Seitentext |
Auf einen Blick
- Reformierte Kirche plant Pfarrer-Quereinstieg für Akademiker über 55 Jahre
- Diversifikation könnte Abwärtstrend stoppen und Predigten bereichern
- 40'000 Reformierte haben sich 2023 von der Kirche abgewandt
«Wir sind Papst!», frohlockte die «Bild»-Zeitung nach der Wahl Joseph Ratzingers zum Oberhaupt der römisch-katholischen Kirche. Zwanzig Jahre später heisst es in der Schweiz vielleicht schon bald: «Wir sind Pfarrer!»
Denn: Wer reformiert ist, über 55 Jahre auf dem Buckel hat und einen Studienabschluss, soll künftig ins Pfarrgewand steigen dürfen. Ganz ohne Theologie-Background. Grund für diese kreative Massnahme ist der Fachkräftemangel, der auch vor der Kanzel keinen Halt macht.

Auflistung |
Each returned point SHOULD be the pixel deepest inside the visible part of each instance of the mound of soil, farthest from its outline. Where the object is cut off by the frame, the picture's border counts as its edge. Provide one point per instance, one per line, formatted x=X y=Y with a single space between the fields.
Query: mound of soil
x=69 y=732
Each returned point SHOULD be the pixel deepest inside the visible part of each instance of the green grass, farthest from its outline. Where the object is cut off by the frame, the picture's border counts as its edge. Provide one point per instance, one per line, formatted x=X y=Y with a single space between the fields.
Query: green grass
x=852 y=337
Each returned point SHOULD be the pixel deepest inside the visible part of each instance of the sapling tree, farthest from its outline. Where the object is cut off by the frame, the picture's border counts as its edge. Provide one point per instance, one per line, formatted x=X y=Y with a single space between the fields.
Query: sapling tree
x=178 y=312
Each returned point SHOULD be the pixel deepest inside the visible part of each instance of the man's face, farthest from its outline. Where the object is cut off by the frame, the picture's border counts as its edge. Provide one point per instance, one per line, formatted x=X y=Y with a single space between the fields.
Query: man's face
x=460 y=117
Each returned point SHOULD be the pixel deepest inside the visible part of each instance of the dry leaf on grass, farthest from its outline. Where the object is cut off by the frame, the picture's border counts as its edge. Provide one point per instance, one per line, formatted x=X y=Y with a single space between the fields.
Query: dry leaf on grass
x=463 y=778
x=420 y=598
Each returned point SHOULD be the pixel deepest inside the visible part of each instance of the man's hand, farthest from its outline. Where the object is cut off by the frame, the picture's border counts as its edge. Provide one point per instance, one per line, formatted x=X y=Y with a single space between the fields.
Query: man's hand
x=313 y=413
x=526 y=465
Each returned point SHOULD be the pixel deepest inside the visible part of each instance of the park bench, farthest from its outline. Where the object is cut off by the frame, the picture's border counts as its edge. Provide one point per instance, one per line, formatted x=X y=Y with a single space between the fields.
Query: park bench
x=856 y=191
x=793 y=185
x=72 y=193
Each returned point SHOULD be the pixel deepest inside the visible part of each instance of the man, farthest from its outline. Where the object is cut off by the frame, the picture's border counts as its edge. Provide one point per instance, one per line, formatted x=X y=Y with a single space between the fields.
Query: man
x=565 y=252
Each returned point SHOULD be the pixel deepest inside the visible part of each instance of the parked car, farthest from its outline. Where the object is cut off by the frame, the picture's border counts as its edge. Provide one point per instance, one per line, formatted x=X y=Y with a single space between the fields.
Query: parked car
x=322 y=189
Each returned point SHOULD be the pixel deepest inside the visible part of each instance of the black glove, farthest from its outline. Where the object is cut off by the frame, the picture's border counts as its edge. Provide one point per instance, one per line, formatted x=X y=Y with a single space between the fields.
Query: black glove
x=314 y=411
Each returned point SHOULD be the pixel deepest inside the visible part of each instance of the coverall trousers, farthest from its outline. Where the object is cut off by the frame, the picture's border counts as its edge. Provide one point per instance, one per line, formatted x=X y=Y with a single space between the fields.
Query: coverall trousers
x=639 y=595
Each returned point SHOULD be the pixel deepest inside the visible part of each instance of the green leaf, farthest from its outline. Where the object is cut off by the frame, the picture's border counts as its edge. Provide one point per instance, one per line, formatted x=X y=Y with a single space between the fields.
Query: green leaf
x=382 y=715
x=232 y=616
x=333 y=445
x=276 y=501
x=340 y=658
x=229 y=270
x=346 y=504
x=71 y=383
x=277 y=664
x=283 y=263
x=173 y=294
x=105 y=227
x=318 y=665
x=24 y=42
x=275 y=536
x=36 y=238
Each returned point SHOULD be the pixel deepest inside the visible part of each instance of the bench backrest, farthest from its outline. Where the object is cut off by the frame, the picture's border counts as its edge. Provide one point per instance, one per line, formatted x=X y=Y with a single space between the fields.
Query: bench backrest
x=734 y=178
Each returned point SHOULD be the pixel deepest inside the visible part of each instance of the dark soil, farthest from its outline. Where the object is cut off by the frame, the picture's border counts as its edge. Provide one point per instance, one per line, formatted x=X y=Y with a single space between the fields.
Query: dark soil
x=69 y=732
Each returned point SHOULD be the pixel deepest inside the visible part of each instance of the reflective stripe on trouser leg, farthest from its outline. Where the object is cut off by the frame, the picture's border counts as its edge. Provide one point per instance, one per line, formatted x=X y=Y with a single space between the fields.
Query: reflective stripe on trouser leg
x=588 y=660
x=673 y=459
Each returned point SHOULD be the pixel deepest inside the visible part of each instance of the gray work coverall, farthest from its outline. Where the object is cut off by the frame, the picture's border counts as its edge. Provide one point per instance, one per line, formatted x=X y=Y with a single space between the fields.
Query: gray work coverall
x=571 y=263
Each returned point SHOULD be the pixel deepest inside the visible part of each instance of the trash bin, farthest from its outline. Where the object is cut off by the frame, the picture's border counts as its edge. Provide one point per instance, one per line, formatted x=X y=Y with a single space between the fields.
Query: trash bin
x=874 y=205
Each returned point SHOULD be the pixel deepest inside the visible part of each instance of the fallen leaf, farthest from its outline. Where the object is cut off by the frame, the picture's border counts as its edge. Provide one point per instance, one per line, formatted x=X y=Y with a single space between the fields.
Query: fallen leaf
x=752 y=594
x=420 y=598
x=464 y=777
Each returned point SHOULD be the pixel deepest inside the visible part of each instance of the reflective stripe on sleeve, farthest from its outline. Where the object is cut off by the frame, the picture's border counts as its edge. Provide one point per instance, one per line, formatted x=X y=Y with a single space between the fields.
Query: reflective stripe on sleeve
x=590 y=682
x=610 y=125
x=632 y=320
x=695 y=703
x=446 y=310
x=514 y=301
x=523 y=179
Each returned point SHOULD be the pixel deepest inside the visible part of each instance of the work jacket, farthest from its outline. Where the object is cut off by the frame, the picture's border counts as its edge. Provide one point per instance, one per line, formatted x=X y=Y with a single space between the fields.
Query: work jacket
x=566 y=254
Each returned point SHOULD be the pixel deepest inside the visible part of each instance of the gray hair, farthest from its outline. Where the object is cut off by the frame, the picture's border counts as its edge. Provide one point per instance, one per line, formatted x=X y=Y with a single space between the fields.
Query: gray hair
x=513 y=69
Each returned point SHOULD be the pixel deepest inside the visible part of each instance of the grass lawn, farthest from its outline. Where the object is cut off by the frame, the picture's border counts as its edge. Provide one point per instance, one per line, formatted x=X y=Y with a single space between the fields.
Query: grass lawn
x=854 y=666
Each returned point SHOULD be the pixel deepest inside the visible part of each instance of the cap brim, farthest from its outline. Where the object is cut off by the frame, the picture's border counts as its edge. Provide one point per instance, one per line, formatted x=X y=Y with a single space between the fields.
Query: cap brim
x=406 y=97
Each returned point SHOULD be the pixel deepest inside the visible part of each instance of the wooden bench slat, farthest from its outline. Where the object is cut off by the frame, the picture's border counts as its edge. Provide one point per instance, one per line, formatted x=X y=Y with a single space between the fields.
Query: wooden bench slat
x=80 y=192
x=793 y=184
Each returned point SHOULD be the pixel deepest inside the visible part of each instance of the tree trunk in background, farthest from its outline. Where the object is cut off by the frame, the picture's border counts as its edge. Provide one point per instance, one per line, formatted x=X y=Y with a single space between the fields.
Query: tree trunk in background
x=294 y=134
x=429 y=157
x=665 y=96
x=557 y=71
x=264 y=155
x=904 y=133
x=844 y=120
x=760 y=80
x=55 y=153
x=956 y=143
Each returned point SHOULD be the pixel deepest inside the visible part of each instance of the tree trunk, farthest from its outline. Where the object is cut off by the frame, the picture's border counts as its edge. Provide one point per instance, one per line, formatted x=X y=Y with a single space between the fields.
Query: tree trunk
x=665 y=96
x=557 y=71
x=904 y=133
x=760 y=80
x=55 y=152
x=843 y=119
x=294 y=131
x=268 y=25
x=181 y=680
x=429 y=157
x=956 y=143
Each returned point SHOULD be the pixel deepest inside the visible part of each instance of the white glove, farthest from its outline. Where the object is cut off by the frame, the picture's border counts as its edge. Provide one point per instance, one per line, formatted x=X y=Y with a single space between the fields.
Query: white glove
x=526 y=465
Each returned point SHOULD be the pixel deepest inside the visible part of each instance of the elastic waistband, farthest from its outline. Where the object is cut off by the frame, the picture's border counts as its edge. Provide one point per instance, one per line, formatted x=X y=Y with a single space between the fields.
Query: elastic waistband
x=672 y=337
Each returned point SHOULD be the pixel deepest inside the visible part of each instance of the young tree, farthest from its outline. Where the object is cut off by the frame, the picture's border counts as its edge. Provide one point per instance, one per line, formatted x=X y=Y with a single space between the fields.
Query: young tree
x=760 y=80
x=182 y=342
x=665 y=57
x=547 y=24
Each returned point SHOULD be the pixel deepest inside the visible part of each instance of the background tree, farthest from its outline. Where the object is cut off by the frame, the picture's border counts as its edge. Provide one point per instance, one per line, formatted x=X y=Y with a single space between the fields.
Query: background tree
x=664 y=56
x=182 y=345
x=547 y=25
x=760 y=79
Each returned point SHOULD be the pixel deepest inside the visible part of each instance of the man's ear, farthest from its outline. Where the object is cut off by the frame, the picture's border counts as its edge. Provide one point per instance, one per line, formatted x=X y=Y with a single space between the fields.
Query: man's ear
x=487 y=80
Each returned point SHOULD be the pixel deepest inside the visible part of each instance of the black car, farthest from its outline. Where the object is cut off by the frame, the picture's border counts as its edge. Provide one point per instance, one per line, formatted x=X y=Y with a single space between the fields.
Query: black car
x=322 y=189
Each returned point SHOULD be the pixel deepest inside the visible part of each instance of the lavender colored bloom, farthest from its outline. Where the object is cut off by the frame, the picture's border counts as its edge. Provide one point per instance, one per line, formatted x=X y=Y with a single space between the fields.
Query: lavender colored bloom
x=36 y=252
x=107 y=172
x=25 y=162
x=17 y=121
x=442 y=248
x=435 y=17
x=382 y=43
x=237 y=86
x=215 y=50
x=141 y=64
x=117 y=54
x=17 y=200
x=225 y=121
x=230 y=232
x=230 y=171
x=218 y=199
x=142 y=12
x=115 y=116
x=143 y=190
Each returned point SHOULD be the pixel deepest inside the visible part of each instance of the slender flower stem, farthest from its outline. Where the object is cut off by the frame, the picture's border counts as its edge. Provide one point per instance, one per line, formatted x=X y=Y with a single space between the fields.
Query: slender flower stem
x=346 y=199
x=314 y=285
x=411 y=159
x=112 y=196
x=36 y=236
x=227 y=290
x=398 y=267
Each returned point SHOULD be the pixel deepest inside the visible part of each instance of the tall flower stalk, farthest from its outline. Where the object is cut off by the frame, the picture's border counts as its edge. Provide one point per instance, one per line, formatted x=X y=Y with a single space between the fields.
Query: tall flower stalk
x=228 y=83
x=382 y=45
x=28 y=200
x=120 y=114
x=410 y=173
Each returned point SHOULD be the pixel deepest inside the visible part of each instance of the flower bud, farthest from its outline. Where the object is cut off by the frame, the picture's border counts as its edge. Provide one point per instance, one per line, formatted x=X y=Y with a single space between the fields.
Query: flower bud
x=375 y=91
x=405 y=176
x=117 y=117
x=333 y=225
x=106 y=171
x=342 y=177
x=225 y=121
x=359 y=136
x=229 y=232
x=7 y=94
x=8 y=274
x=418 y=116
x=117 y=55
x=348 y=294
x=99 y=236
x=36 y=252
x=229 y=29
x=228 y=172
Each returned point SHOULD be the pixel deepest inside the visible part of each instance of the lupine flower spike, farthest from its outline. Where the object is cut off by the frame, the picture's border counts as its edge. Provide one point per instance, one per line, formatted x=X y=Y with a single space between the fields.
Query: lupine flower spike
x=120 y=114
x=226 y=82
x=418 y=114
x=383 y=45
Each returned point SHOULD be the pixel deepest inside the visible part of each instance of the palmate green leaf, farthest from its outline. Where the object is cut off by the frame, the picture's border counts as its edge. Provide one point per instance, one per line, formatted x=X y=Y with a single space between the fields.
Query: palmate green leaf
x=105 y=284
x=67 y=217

Zu bearbeiten |
[a] Schreibe den Seitentext ab dem Wortlaut „Denn: Wer reformiert“ bis einschließlich „keinen Halt macht.“ neu und setze dabei „Personalmangel“ anstelle von „Fachkräftemangel“ ein.
[b] Übertrage aus der Auflistung die Zeilen ab der Zeile mit „of the work“ bis einschließlich der Zeile mit „x=566 y=254“ in eine nummerierte Liste, wobei Leerzeilen entfallen.
Seitentext und Auflistung stammen aus unterschiedlichen Quellen.

Lösungen |
[a]
Denn: Wer reformiert ist, über 55 Jahre auf dem Buckel hat und einen Studienabschluss, soll künftig ins Pfarrgewand steigen dürfen. Ganz ohne Theologie-Background. Grund für diese kreative Massnahme ist der Personalmangel, der auch vor der Kanzel keinen Halt macht.

[b]
1. Each returned point SHOULD be the pixel deepest inside the visible part of each instance of the work jacket, farthest from its outline. Where the object is cut off by the frame, the picture's border counts as its edge. Provide one point per instance, one per line, formatted x=X y=Y with a single space between the fields.
2. Query: work jacket
3. x=566 y=254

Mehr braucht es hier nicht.